▶ **SET PROBLEM**:
Look for "In this exercise you will indicate the woman with" in the listing below, then copy exactly the line it appears in and all lines after it to the end, and nothing more.

▶ **DATA FOR THE TASK**:

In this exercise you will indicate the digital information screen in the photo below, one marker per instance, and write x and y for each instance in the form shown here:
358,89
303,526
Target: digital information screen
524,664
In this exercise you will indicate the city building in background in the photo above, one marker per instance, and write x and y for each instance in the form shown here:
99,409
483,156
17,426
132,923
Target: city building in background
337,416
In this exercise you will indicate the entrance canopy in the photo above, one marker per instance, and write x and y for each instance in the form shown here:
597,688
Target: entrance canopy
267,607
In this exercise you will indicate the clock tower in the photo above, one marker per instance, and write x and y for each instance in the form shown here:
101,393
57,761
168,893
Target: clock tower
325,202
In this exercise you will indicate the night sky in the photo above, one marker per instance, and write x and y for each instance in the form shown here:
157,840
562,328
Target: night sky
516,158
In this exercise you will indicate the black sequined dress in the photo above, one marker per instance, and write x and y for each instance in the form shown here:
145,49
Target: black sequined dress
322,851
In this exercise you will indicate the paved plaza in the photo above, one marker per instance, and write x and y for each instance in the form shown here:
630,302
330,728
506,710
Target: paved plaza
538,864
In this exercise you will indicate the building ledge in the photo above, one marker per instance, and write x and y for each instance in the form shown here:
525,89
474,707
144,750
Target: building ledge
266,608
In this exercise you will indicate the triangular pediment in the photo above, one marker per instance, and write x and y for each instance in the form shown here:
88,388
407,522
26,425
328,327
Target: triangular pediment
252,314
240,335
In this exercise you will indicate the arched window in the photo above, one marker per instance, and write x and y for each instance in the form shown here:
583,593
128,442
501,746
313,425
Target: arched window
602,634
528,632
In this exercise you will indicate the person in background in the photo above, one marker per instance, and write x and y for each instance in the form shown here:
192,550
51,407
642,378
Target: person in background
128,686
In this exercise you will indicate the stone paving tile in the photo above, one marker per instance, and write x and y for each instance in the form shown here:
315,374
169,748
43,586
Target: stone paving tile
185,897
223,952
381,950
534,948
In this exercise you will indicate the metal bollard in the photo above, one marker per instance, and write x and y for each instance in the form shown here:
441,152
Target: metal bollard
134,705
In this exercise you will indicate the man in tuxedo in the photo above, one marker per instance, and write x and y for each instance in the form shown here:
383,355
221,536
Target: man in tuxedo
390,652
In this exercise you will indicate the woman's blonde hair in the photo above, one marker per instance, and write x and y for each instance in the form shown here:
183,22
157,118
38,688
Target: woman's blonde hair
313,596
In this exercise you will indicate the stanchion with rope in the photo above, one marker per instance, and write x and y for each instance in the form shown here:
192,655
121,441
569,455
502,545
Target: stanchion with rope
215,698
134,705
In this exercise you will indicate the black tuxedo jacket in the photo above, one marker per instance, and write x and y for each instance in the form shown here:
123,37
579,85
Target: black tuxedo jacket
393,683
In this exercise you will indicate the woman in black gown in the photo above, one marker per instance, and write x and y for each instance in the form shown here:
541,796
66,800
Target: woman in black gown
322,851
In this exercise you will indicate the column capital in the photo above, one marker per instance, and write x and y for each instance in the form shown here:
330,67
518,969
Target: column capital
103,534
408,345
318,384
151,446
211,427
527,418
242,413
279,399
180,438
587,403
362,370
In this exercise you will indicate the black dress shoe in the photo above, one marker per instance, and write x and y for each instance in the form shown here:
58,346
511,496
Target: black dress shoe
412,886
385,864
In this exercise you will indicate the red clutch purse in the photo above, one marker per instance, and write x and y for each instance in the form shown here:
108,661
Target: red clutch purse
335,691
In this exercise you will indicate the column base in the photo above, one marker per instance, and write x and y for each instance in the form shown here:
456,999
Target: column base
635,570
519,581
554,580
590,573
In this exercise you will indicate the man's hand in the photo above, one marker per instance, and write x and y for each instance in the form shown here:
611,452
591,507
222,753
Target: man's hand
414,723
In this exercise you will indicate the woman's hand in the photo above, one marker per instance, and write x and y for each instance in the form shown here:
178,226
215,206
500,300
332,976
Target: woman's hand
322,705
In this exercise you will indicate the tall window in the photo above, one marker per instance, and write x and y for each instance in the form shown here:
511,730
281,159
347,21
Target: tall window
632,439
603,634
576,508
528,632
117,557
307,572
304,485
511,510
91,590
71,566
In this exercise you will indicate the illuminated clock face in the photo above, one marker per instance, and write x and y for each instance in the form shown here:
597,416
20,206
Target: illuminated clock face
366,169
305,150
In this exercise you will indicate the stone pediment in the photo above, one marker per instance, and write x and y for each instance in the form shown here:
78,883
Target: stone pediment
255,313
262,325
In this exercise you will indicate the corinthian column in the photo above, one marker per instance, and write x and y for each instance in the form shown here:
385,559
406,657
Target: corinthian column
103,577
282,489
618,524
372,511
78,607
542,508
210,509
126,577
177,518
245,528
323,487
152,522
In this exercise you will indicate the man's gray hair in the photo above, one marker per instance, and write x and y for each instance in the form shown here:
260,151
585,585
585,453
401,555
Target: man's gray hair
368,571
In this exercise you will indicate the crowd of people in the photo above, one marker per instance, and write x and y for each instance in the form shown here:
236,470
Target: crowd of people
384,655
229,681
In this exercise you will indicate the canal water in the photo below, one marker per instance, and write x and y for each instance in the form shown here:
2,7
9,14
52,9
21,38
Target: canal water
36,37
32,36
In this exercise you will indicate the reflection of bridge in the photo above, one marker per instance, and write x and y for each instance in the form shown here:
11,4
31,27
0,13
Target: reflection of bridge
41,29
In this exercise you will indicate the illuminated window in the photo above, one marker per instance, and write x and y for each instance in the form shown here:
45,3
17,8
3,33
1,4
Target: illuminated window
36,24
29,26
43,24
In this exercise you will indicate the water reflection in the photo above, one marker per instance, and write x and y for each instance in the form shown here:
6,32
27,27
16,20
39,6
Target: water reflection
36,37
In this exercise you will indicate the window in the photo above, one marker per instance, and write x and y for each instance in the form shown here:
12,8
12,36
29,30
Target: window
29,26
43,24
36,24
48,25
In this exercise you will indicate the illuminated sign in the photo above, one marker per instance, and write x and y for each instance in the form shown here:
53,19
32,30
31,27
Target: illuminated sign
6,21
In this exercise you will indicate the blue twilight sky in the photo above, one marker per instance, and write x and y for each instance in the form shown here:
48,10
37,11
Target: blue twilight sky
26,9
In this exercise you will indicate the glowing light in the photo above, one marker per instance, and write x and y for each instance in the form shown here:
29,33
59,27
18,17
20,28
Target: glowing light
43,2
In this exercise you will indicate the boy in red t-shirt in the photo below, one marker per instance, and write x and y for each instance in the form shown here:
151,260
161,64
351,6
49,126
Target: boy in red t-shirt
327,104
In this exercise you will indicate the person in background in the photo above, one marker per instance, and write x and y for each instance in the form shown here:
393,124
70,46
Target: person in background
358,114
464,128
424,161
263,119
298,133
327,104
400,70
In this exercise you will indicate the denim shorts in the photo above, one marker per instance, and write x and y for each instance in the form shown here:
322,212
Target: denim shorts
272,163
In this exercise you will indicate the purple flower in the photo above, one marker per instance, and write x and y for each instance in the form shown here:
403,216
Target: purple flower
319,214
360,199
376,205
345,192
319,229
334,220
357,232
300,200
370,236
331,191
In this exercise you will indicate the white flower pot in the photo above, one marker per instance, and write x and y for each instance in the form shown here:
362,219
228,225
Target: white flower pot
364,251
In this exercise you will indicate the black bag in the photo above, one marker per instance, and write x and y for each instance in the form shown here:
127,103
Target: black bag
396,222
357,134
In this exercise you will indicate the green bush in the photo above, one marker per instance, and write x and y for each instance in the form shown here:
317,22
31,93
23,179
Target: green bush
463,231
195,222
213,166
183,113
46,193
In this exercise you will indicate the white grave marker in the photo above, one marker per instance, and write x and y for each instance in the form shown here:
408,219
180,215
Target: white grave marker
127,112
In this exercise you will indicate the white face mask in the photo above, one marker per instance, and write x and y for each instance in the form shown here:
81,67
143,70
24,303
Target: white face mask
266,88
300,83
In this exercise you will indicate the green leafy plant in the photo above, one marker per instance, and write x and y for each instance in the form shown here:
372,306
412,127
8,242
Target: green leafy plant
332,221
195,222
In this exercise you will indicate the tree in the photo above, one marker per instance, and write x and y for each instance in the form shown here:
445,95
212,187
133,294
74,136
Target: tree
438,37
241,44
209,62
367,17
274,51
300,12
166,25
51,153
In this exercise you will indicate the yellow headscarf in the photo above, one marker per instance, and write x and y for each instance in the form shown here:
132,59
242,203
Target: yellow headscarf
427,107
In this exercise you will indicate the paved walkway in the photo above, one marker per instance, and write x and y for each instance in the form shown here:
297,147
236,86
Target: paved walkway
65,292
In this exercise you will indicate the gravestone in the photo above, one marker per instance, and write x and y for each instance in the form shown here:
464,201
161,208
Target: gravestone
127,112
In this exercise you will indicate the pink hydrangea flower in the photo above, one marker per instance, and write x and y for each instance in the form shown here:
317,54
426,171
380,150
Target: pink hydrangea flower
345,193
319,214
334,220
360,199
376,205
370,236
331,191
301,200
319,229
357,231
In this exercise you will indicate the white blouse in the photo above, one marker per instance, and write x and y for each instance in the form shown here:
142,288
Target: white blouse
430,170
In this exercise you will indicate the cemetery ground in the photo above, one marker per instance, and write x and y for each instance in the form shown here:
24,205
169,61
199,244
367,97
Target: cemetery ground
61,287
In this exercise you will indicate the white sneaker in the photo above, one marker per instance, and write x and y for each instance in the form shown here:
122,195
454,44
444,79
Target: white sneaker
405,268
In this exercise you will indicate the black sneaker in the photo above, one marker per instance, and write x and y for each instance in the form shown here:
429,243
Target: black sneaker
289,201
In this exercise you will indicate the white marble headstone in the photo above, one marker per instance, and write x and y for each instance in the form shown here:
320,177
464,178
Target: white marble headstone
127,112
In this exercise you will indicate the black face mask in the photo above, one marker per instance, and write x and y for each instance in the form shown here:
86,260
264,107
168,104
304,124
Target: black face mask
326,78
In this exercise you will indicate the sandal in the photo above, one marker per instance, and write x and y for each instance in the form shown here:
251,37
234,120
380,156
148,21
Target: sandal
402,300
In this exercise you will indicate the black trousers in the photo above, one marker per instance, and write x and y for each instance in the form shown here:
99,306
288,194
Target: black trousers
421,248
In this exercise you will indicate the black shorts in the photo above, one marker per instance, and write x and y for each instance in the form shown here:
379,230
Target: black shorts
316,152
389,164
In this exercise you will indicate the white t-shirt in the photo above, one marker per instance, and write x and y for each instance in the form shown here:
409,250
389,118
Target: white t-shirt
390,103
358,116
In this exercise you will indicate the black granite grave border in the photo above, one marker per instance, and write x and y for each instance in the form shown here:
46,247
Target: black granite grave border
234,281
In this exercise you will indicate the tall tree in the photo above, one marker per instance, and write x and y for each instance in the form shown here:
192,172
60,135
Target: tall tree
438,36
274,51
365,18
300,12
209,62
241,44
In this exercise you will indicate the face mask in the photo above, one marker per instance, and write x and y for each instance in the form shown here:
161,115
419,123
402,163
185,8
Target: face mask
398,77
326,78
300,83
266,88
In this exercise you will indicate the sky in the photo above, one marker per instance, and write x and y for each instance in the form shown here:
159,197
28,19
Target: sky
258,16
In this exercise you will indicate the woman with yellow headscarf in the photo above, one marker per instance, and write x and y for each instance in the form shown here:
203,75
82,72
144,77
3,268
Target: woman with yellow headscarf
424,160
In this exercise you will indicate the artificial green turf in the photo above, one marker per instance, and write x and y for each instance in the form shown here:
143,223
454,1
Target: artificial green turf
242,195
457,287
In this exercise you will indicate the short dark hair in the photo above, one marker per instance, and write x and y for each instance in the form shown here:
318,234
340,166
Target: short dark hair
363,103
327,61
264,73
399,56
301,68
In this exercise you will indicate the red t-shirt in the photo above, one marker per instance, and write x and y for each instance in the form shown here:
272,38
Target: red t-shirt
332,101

▶ **FULL ANSWER**:
In this exercise you will indicate the woman with yellow headscarf in the photo above, one marker per instance, and write x and y for each instance in the form shown here:
203,75
82,72
144,77
3,268
Target: woman with yellow headscarf
424,160
In this exercise you will indicate the artificial green turf in the photo above, one marker per instance, and write x and y for each instance in the form shown here:
143,223
454,1
Target: artificial green turf
242,195
457,287
In this exercise you will indicate the short dark hair in the photo above, one marker per instance, and write x and y for each instance in the form shown here:
318,234
340,166
Target: short dark hair
363,103
327,61
264,73
399,56
301,68
In this exercise you will indicate the red t-shirt in the photo above, one marker per instance, and write x and y for each instance in the form shown here:
272,38
Target: red t-shirt
332,101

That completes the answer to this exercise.